— EXERCISE INSTRUCTIONS —
Please copy the records exactly as they appear, with all pictures left out.

▬▬▬▬▬▬▬▬▬▬

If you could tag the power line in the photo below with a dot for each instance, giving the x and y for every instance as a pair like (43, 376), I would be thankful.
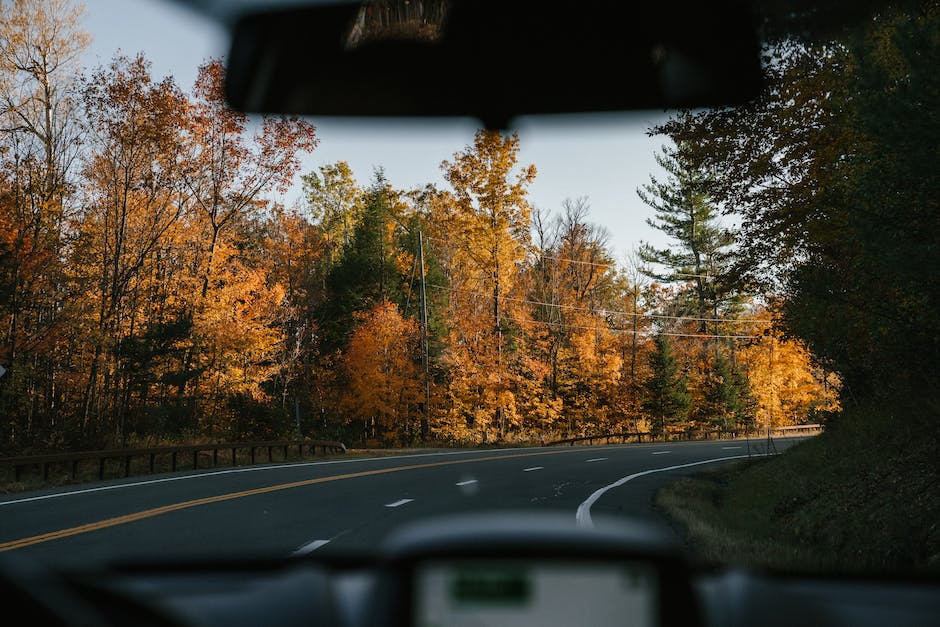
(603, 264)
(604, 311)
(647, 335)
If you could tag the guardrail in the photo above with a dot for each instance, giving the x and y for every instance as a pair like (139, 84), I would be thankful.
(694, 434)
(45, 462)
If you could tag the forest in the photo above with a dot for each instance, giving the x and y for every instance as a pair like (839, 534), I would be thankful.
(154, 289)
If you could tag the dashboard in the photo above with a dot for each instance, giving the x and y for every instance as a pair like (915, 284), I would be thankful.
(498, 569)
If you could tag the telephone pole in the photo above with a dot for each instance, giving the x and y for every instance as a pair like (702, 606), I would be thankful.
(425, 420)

▬▬▬▬▬▬▬▬▬▬

— RESPONSE FOR THIS EXERCISE —
If you could tag the power line in the photo below with a dot for each instance, giving the x and y for every instance as a pair like (43, 376), I would be thankful.
(603, 264)
(604, 311)
(647, 335)
If you could tag the guardrail in the photo above with a dot for each instance, giving the x and y for every instance as a pair like (139, 84), I would be thankful.
(694, 434)
(45, 462)
If you could tag the forest in the photo above with a dot for each instance, giving the x and y for every instance as a pair like (839, 534), I would be thankful.
(154, 289)
If you could tag the dashboard in the photo above with a dot for each instance, giving the x and y for every instance as a pair like (915, 284), I would be thankful.
(498, 569)
If you could tag the telephone pole in the photo above with a dot for each instance, giving the x and y for every instance as a pair like (702, 606), I would be thankful.
(425, 420)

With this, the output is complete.